**OBJECTIF A**
D'après l'article, à quelle date la série La Dernière demeure des Hill a-t-elle été ajoutée au catalogue Netflix ?

La Dernière demeure des Hill – Analyse de la série Netflix de Mike Flanagan

12 novembre 2018 1 Par Louis-Philippe Coutu-Nadeau 12 novembre, 2018 @ 15:30:22 PM

À peine un mois après son ajout dans le catalogue Netflix le 12 octobre 2018, la série d’épouvante The Haunting of Hill House (La Dernière demeure des Hill en VF) acquiert déjà le statut de culte et n’a de cesse de rallier des fans à sa cause grâce à un bouche à oreille extrêmement favorable. Moi qui résistais encore et toujours à l’envahisseur que représentent les séries américaines au détriment des blockbusters (ma dernière expérience avec un contenu sériel remontait à Lost, Prison Break et One Tree Hill il y a une décennie!), voire la VOD au détriment des salles de cinéma, me voilà en train d’en analyser une pour les besoins d’un article destiné à TVQC.

La Dernière demeure des Hill

La fameuse Hill House.

**DONNÉES DISPONIBLES**
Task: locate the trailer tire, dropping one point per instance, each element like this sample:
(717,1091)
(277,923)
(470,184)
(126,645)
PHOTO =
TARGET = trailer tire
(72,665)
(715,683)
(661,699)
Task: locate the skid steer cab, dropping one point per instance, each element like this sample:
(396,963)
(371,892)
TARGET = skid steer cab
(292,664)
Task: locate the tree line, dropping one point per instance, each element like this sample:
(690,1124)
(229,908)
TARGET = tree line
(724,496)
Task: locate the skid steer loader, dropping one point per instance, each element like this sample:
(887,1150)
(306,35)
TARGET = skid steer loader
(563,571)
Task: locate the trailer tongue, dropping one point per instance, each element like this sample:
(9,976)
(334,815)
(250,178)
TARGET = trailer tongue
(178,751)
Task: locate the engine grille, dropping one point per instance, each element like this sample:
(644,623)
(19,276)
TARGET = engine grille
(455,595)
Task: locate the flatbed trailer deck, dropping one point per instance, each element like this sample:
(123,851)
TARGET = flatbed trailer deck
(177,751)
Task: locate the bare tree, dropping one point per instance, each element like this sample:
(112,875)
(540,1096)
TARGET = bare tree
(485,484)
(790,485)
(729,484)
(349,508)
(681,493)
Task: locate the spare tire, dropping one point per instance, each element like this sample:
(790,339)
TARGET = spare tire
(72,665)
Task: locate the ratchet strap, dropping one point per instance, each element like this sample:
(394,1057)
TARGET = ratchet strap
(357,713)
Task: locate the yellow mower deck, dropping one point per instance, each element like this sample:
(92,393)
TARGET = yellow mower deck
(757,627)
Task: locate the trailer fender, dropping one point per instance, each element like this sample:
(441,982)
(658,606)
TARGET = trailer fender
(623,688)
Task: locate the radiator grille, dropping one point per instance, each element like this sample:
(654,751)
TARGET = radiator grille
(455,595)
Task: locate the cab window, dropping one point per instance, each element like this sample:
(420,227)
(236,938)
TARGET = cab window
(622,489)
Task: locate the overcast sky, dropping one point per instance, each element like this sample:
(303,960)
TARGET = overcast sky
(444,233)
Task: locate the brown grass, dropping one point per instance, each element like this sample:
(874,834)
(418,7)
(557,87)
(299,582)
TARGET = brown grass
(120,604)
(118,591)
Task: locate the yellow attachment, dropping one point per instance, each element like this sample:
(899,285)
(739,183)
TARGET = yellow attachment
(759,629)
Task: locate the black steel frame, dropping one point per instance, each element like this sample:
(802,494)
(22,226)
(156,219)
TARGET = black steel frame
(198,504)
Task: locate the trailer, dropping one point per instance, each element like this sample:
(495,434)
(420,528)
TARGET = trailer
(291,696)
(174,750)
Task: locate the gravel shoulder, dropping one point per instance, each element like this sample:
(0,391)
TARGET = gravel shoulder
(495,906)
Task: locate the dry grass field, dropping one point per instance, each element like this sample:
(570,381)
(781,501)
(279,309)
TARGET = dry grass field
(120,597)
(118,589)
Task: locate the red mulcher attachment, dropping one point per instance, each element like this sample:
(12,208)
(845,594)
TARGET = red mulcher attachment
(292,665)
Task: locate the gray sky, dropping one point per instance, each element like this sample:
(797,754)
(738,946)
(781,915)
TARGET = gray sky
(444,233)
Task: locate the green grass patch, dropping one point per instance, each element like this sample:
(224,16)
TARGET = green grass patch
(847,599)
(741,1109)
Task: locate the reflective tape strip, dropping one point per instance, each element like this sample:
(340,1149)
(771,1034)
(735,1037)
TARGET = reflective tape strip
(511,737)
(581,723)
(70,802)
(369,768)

**OBJECTIF B**
Recopiez les enregistrements depuis la ligne qui contient « Task: locate the red » jusqu'à la toute fin, en remplaçant « gray sky » par « overcast sky » sans rien modifier d'autre.

**SOLUTION A**
Le 12 octobre 2018.

**SOLUTION B**
Task: locate the red mulcher attachment, dropping one point per instance, each element like this sample:
(12,208)
(845,594)
TARGET = red mulcher attachment
(292,665)
Task: locate the overcast sky, dropping one point per instance, each element like this sample:
(797,754)
(738,946)
(781,915)
TARGET = overcast sky
(444,233)
Task: locate the green grass patch, dropping one point per instance, each element like this sample:
(224,16)
TARGET = green grass patch
(847,599)
(741,1109)
Task: locate the reflective tape strip, dropping one point per instance, each element like this sample:
(340,1149)
(771,1034)
(735,1037)
TARGET = reflective tape strip
(511,737)
(581,723)
(70,802)
(369,768)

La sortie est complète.